Return exactly those lines of the material below that fall between the line holding "the candlestick holder" and the line holding "the potted plant", inclusive.
==== INFORMATION PROVIDED
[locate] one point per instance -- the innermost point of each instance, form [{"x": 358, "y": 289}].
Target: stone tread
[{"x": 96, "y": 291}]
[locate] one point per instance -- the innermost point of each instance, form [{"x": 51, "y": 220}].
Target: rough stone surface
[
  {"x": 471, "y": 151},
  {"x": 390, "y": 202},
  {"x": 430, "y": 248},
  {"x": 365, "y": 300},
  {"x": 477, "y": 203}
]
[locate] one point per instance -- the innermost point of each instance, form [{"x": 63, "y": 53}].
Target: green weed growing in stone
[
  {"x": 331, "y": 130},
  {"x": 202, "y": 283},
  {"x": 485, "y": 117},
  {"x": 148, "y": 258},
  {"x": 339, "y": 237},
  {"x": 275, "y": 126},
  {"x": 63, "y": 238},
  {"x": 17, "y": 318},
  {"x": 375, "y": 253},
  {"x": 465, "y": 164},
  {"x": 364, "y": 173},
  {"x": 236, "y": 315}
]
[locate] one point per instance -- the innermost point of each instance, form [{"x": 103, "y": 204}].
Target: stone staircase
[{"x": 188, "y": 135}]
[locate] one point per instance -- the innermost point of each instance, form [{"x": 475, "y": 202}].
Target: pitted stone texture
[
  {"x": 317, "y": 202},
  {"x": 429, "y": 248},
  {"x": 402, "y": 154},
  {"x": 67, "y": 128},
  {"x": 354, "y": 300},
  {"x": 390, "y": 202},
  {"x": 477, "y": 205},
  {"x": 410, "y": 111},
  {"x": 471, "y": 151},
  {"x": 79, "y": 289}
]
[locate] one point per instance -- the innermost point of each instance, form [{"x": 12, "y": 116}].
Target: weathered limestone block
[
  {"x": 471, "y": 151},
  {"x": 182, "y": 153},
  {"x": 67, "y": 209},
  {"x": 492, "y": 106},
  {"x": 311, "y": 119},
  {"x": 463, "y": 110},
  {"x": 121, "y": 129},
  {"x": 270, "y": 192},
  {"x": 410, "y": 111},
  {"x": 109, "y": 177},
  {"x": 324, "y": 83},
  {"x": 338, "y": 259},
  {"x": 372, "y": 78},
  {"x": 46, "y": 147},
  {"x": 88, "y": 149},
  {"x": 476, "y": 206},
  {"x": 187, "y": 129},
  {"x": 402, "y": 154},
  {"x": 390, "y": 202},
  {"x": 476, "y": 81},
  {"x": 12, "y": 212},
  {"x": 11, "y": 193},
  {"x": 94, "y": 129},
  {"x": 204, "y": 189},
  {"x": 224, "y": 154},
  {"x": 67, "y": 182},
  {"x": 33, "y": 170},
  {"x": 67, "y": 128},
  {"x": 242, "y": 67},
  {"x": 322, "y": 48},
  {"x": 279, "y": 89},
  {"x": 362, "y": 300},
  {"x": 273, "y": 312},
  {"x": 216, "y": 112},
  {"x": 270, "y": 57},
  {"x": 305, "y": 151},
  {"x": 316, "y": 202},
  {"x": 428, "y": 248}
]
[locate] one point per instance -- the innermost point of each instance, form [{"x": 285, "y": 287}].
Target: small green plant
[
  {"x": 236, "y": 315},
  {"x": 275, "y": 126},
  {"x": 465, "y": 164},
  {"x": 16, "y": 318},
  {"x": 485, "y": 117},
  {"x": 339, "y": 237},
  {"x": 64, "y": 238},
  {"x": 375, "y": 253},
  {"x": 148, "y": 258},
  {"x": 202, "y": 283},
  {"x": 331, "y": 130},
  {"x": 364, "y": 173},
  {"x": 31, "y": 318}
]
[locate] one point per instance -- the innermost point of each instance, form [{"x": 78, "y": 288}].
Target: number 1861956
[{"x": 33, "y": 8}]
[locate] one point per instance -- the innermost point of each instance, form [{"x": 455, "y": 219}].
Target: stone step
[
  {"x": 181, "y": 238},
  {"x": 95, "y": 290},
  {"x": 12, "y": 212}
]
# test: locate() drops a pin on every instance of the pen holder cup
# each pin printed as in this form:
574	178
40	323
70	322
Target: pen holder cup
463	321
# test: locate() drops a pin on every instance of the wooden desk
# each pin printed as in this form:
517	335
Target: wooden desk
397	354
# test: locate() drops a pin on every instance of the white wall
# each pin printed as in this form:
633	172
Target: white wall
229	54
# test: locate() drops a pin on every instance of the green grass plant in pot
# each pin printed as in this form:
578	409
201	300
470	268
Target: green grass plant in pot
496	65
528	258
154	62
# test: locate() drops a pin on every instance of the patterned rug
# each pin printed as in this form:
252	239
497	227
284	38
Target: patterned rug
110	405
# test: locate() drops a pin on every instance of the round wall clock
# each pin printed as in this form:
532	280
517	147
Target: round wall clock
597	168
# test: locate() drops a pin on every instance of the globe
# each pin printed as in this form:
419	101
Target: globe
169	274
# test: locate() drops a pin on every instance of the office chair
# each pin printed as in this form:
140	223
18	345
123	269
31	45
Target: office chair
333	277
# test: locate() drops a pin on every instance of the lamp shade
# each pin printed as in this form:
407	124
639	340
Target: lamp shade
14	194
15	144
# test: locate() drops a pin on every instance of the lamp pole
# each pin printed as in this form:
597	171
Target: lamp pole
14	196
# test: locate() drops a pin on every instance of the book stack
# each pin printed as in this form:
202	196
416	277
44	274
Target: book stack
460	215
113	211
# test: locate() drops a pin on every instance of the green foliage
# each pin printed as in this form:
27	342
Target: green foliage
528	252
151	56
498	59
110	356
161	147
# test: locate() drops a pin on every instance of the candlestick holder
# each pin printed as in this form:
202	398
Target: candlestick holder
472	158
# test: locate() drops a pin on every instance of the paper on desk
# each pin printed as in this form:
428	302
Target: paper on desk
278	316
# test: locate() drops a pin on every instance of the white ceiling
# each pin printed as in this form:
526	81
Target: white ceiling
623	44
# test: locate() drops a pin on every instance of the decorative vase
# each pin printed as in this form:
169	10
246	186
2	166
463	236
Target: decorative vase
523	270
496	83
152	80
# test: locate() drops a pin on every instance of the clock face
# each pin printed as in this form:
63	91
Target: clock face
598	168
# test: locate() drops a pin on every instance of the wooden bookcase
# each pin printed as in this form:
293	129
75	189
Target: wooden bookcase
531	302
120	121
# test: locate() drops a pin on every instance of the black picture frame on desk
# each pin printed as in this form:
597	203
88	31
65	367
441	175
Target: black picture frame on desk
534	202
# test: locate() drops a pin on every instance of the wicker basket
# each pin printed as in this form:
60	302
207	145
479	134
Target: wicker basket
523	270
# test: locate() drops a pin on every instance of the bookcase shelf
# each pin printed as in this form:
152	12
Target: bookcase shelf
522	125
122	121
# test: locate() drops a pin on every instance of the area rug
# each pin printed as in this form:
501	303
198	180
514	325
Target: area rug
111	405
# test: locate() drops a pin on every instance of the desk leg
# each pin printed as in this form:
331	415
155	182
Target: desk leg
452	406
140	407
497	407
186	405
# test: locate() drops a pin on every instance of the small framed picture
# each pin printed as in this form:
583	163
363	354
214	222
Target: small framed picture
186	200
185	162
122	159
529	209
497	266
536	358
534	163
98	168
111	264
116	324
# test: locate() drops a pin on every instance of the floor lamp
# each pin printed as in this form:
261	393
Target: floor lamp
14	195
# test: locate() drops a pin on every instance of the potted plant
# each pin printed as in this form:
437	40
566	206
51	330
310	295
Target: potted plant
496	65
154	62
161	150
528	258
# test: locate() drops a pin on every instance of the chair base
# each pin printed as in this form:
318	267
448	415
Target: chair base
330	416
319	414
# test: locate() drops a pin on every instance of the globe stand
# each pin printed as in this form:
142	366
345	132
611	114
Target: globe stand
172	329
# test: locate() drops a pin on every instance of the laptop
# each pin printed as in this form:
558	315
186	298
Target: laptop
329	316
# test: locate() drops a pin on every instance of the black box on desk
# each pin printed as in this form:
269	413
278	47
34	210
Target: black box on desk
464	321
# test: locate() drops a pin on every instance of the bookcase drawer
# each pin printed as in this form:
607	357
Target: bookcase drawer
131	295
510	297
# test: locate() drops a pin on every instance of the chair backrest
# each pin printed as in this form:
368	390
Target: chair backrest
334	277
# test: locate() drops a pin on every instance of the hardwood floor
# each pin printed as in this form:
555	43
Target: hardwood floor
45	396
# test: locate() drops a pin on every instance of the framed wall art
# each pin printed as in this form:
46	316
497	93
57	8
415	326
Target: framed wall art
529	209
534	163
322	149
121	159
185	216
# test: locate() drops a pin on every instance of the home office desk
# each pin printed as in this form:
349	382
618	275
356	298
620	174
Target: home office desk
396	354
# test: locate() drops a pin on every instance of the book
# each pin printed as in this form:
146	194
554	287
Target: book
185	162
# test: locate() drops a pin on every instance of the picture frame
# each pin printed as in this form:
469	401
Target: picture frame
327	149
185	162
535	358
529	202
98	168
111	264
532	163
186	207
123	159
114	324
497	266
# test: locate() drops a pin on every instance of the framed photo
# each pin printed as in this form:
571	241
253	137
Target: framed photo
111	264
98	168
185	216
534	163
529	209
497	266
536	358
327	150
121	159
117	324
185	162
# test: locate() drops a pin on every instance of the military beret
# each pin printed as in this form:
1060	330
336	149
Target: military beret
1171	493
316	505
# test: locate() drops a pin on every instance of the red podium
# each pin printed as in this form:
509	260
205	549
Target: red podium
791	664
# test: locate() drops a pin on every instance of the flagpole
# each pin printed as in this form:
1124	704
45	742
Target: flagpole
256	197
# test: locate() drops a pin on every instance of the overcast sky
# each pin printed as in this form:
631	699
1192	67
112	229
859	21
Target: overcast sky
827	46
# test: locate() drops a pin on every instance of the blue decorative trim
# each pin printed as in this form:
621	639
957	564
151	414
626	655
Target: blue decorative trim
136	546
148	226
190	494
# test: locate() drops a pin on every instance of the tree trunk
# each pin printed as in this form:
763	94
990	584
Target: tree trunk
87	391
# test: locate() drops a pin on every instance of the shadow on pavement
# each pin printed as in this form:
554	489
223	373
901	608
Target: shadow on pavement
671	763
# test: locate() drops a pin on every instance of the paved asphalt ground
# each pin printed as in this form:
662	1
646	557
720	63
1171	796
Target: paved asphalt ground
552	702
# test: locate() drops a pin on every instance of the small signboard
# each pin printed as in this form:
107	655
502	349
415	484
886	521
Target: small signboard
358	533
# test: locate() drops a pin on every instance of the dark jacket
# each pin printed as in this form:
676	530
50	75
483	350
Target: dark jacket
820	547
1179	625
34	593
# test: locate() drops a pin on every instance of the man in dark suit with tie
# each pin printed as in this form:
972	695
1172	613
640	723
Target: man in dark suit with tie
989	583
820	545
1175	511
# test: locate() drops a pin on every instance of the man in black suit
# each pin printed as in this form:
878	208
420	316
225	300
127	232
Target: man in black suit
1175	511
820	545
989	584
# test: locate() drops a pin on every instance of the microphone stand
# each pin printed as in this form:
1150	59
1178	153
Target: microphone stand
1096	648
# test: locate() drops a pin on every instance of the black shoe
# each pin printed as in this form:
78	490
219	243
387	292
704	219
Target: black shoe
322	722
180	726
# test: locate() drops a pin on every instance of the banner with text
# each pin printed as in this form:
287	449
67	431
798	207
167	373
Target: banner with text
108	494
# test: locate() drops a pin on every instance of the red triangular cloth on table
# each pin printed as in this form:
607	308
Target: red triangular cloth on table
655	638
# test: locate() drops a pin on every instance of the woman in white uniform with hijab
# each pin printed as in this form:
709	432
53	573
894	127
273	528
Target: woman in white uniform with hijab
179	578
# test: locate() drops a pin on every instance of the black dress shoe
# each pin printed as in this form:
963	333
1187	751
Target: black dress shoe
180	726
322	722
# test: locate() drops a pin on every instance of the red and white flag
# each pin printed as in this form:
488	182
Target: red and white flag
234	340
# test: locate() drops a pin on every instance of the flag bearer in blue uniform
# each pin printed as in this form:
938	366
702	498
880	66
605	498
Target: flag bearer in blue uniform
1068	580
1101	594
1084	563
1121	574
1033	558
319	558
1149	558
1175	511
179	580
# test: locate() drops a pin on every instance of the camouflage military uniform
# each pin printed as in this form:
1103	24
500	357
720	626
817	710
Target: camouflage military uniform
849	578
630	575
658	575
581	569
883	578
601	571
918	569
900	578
========
§ **WORKED SOLUTION**:
# test: locate() drops a pin on every instance of the candlestick holder
# each pin printed as in this form:
202	398
Target: candlestick holder
472	158
# test: locate() drops a pin on every instance of the paper on desk
# each pin printed as in this form:
428	302
Target: paper on desk
278	316
# test: locate() drops a pin on every instance of the white ceiling
# each pin printed as in this form:
526	81
Target: white ceiling
623	44
# test: locate() drops a pin on every instance of the decorative vase
# each pin printed as in this form:
169	10
246	186
2	166
463	236
Target: decorative vase
523	270
496	83
152	80
# test: locate() drops a pin on every instance of the clock face
# each pin printed as in this form:
63	91
Target: clock face
598	168
# test: locate() drops a pin on every instance of the wooden bookcase
# each pin printed as in this form:
293	129
75	189
Target: wooden bookcase
531	302
120	121
# test: locate() drops a pin on every instance of the black picture frame on desk
# each pin printed as in this form:
597	203
88	31
65	367
441	175
Target: black picture frame on desk
534	202
# test: locate() drops a pin on every instance of the wicker basket
# each pin printed as in this form:
60	302
207	145
479	134
Target: wicker basket
523	270
# test: locate() drops a pin on every instance of the bookcase shelf
# each pin printed as in this form:
152	12
Target: bookcase shelf
522	125
122	121
# test: locate() drops a pin on every instance of the area rug
# each pin printed as in this form:
501	303
198	180
514	325
Target: area rug
111	405
# test: locate() drops a pin on every instance of the desk leg
# each pin printed as in this form:
331	415
155	182
Target: desk leg
452	406
140	407
497	407
186	405
# test: locate() drops a pin on every instance of the small framed picture
# each pin printed as in this form:
583	163
363	354
214	222
Target: small framed picture
186	200
185	162
122	159
529	209
497	266
536	358
534	163
98	168
111	264
116	324
# test: locate() drops a pin on every instance of the floor lamp
# each pin printed as in this form:
261	393
Target: floor lamp
14	195
# test: locate() drops a pin on every instance of the potted plant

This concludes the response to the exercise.